Exercise instructions
1. Shorten the paragraph in the text on Chile's social crisis that begins "In recent years, Chilean society" into a short list, keeping its main facts.
2. Write the next part of the text on Chile's social crisis, starting right after its last sentence.

___ Reading passage ___

Social Crisis in Capitalist Chile: The October 2019 Protests and the COVID-19 Health Crisis
In recent years, Chilean society has been experiencing the ‘greatest social uprising[s]’ since recovering democracy in the 1990s (Garcés, 2020). This crucial observation contradicts the picture of Chile as a ‘true oasis with a stable democracy’ declared by the Chilean president Sebastián Piñera (Somma et al., 2020). There is a clear connection between the neoliberal socio-economic model inherited from the civic-military dictatorship (1973-1989) that still influences present times, and the current October-19/COVID-19-related social protests. In my presentation, I investigate the ways in which the social protests and the authoritarian repression by the government are represented both in the traditional and in the alternative digital media in Chile. I will particularly focus on a discourse analysis of several influential Chilean digital media regarding the adverse socio-economic effects of the uninterrupted neoliberal model, the government's political agenda of criminalization of social movements in the face of the October-19 protests, and the current socio-economic conflict surrounding COVID-19.

___ Data shown ___

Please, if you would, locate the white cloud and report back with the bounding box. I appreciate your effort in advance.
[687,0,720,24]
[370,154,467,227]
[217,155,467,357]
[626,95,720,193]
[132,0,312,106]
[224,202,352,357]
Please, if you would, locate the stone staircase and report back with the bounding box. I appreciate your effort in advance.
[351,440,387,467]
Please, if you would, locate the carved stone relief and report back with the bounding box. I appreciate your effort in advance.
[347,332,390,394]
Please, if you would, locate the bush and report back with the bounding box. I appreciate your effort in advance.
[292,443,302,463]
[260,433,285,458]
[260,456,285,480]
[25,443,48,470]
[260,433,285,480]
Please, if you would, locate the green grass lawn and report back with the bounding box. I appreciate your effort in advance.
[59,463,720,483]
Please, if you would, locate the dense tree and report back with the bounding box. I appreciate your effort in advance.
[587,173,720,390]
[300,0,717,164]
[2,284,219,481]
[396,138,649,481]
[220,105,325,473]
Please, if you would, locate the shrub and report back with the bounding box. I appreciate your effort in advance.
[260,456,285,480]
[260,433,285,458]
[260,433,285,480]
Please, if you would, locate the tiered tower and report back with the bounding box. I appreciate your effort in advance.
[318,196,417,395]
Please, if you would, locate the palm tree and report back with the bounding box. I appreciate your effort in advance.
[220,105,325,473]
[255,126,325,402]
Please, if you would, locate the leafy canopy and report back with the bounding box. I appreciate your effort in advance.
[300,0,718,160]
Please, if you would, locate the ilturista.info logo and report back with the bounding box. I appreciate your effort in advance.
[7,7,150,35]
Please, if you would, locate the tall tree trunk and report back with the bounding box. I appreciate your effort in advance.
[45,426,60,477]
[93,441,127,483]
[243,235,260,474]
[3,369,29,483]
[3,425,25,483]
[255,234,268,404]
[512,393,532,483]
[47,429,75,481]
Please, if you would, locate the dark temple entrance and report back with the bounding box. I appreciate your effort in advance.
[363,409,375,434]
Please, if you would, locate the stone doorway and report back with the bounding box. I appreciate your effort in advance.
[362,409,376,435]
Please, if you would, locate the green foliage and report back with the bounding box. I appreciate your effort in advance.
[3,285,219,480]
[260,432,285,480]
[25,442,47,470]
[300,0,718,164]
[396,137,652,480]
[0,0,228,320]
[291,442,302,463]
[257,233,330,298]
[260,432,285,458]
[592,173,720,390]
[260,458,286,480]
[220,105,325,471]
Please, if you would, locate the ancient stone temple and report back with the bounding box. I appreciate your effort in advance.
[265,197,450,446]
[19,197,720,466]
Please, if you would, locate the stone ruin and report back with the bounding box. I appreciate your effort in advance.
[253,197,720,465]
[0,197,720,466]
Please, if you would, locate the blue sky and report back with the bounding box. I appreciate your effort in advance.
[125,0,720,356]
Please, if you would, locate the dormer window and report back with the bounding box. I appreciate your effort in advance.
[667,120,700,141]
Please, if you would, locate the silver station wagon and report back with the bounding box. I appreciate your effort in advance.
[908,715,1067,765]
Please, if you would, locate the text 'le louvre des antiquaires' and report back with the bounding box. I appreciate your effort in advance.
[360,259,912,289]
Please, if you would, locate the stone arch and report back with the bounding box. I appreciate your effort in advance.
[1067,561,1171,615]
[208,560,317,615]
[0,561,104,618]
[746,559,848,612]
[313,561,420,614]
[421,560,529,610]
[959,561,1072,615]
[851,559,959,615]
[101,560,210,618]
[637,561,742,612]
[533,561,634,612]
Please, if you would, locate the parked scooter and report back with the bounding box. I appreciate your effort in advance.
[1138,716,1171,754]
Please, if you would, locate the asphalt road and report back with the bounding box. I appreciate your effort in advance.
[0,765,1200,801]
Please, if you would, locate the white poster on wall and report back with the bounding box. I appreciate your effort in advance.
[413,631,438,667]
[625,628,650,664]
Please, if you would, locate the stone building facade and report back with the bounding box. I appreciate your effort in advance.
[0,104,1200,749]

___

Per-task outputs
1.
- Since democracy returned in the 1990s, Chile has seen its "greatest social uprising[s]" (Garcés, 2020).
- This goes against President Sebastián Piñera's claim that Chile is a "true oasis with a stable democracy" (Somma et al., 2020).
- The neoliberal socio-economic model left over from the civic-military dictatorship (1973-1989) is clearly linked to the October-19 and COVID-19 protests.
- The presentation looks at how traditional and alternative digital media in Chile show the protests and the government's authoritarian repression.
- It uses discourse analysis of several influential Chilean digital media, focusing on:
  - the harmful socio-economic effects of the ongoing neoliberal model,
  - the government's agenda of criminalizing social movements in response to the October-19 protests,
  - the present socio-economic conflict around COVID-19.

2.
About the speaker(s)
Juan del Valle Rojas, MA
Juan del Valle Rojas is a PhD candidate at the Graduate School for the Humanities, University of Groningen (Netherlands) and Doctoral Fellow ID: 72180108 from the Becas-Chile Scholarship Program (ANID, Chile). Currently, he is PhD Research Fellow of the Groningen Research Institute for the Study of Culture (ICOG); the Netherlands Research School for Literary Studies (OSL); and the Chilean Association of Researchers on Communication (INCOM). His research lines are Cultural Science, Literary Studies, Educational Science, Communication and Technology Studies, and Intercultural Studies.